*WHAT THE TASK ASKS*. Rewrite the records below as a two-column CSV with the columns "text" and "answer", one row per record. Put each value in a single quoted field, and replace any line breaks inside it with spaces.

== MATERIAL FOR THIS TASK

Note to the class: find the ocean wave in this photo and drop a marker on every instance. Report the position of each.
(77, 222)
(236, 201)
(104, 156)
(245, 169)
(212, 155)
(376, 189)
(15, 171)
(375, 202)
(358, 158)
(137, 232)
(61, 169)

====

*TASK OUTPUT*.
text,answer
"Note to the class: find the ocean wave in this photo and drop a marker on every instance. Report the position of each.","(77, 222) (236, 201) (104, 156) (245, 169) (212, 155) (376, 189) (15, 171) (375, 202) (358, 158) (137, 232) (61, 169)"